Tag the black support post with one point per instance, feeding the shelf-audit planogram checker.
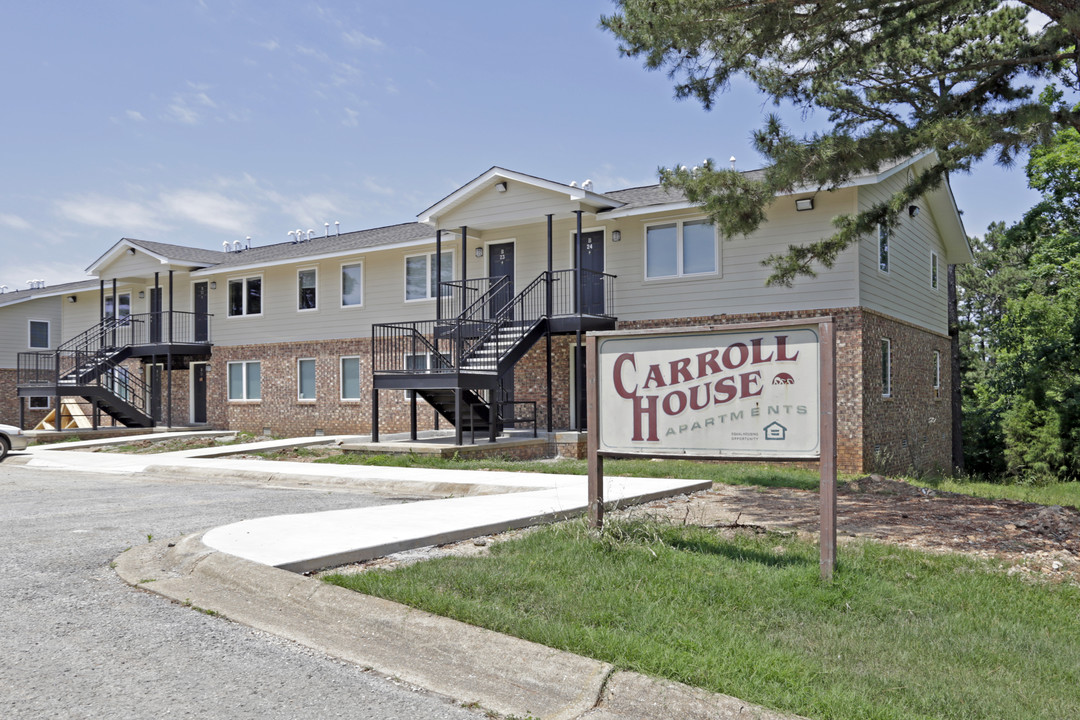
(375, 415)
(551, 309)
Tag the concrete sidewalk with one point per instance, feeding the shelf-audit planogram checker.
(241, 571)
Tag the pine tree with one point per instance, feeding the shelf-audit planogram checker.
(895, 79)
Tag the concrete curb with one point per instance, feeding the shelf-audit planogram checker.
(505, 675)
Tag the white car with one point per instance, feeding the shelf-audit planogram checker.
(12, 438)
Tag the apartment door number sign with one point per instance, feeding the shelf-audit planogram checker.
(760, 391)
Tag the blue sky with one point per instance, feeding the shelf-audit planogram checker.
(196, 122)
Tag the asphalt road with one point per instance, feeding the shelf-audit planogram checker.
(78, 642)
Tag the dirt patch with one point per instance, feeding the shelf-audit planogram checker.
(1037, 541)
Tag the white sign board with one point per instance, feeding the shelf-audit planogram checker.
(741, 393)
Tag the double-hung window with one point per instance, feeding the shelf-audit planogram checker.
(350, 378)
(680, 248)
(306, 284)
(882, 248)
(352, 285)
(39, 335)
(245, 297)
(245, 381)
(886, 367)
(420, 281)
(306, 379)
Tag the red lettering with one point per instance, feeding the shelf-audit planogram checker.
(679, 396)
(707, 364)
(656, 377)
(619, 388)
(743, 352)
(747, 380)
(757, 360)
(645, 407)
(782, 350)
(680, 370)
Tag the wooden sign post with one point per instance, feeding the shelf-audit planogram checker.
(751, 392)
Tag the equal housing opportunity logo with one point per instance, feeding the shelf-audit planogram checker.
(711, 393)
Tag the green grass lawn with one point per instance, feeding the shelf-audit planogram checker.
(898, 634)
(725, 473)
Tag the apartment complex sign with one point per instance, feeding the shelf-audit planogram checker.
(712, 393)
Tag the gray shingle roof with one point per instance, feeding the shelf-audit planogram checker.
(17, 296)
(345, 242)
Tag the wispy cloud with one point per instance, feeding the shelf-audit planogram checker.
(189, 107)
(358, 39)
(211, 209)
(14, 221)
(103, 212)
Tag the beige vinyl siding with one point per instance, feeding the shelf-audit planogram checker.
(740, 285)
(904, 293)
(15, 327)
(383, 293)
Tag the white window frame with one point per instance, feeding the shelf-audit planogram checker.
(29, 334)
(243, 381)
(883, 248)
(299, 388)
(298, 288)
(341, 361)
(428, 270)
(363, 282)
(245, 280)
(679, 241)
(886, 367)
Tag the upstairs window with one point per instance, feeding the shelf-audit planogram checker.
(306, 282)
(676, 249)
(886, 367)
(39, 335)
(420, 281)
(882, 248)
(306, 379)
(245, 297)
(352, 285)
(245, 380)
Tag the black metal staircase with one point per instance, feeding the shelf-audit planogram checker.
(91, 364)
(470, 355)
########
— What you have to do —
Can you extract, word for word, every line of the data above, starting at the line containing "Tag the gray" and running through the last line of the data, with both ends included?

— Finished answer —
Tag the gray shingle roof with one point per instance, feeding the shelf-audit planogram checker.
(17, 296)
(345, 242)
Tag the wispy cloud with one point per instance, feeding the shelf-audit planogram checker.
(189, 107)
(358, 39)
(211, 209)
(14, 221)
(103, 212)
Tag the beige vinyl siding with one point per instance, feeding the shelf-audit planogram checker.
(740, 285)
(904, 293)
(15, 327)
(383, 293)
Tag the white window frame with one point per instance, feeding the shelf-audit planogram checker.
(29, 334)
(243, 381)
(883, 248)
(299, 388)
(298, 288)
(341, 361)
(428, 270)
(363, 282)
(245, 280)
(679, 241)
(886, 367)
Tag the upstairs window with one point per instance, feeding the shelf-audit planogram checker.
(306, 282)
(676, 249)
(886, 367)
(39, 335)
(420, 281)
(882, 248)
(306, 379)
(245, 297)
(352, 285)
(245, 380)
Tag the black metal staircase with one point per instance, feeding the shelf-audit planogram checker.
(91, 364)
(470, 355)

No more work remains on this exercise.